List of tasks:
A – Could you turn the paragraph beginning "In Mississippi, Mercer owned" in the passage about Mercer into a short bulleted list that keeps its main facts?
B – Can you supply the next part of the passage about Mercer, picking up right after its last sentence?

Text passage:
▽
In Mississippi, Mercer owned four plantations in Adams County—Laurel Hill, Buckhurst, Ellis Cliffs, and Ormond—and property in Coahoma County. Mercer owned 342 slaves, and was the 12th-largest slave owner in the state. Mercer also owned property in Illinois (roughly half of Macoupin County) and Louisiana. He utilized Charles P. Leverich as a factor.

He served as president of the Bank of Louisiana, and trustee at Natchez Academy. He was a member of Christ Church Cathedral and president of St. Anna's Asylum in New Orleans.

Politically, Mercer was a Whig until the collapse of the party in the 1850s. Henry Clay stayed at Mercer's house when he visited New Orleans in 1851. Following the American Civil War, he resided in New Orleans and was a "major aide to Henry C. Warmoth—the 'carpetbag' governor" during the Reconstruction era. When he died in New Orleans at age 83, his estate was valued at .

=== Philanthropy ===
Mercer was the president of the board of University of Louisiana with Albert G. Blanchard, Chief Justice of the Louisiana Supreme Court Edwin T. Merrick, mayor of New Orleans Charles M. Waterman, Pierre Emile Bonford, Edmund Jean Forstall, and Isadore Labatut.
△
[Stored data entries]
▽
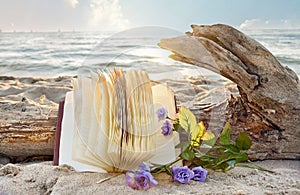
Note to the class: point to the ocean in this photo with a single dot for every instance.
(52, 54)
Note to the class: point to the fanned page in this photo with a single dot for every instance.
(110, 123)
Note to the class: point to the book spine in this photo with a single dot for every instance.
(58, 133)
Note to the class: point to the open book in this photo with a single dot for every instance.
(109, 122)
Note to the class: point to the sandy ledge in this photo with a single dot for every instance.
(43, 178)
(31, 99)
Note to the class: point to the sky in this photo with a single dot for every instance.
(117, 15)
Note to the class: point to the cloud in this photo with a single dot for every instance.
(269, 24)
(72, 3)
(107, 15)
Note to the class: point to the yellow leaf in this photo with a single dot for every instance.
△
Answer list:
A –
- Owned four plantations in Adams County, Mississippi: Laurel Hill, Buckhurst, Ellis Cliffs, and Ormond
- Held property in Coahoma County, Mississippi
- Owned 342 slaves, making him the 12th-largest slave owner in the state
- Owned property in Illinois (roughly half of Macoupin County) and in Louisiana
- Used Charles P. Leverich as his factor

B –
== Associations ==
Mercer was a member of the Union Club of New York starting in 1852. Along with Duncan and planter Levin Marshall, Mercer stood apart from planters like the Kers, the Nutts, the Liddells, and the McGehees in that they socialized far beyond New Orleans, and thus "attained the wealth, connections to the outside, and acquisitive instincts to give their entrepreneurial drive full scope".

A Louisianan recalled in 1967 that as of the 1940s there were stacks of letters between Mercer and Henry Clay, Daniel Webster, and James K. Polk in the library at Laurel Hill mansion at White Cliffs.

==Personal life==
In 1823, Mercer married in Natchez, Ann Eliza Farar. Farar was the daughter of Benjamin Farar and Mary Ellis, heiress of Richard Ellis, the original recipient of the Spanish land grant of 20000 ha, including Ellis Cliffs, Mississippi, and Laurel Hill Plantation in Adams County, Mississippi. The family resided at their Laurel Hill Plantation in Adams County, where Mercer built St. Mary's Episcopal Chapel. Ann Eliza Farar Mercer suffered from a "protracted illness" in the 1830s and the family traveled to Europe in search of treatment options. His wife died of consumption in November 1839. Their daughter died not long after. Mercer, his wife, and his daughter are all buried together in Natchez.

St. Mary's is a Gothic-style chapel constructed in about 1839. It fell out of regular use by 1850. Church services had been segregated by race.

== Sources ==
- Rothstein, Morton (1979). "Entrepreneurs in Cultural Context"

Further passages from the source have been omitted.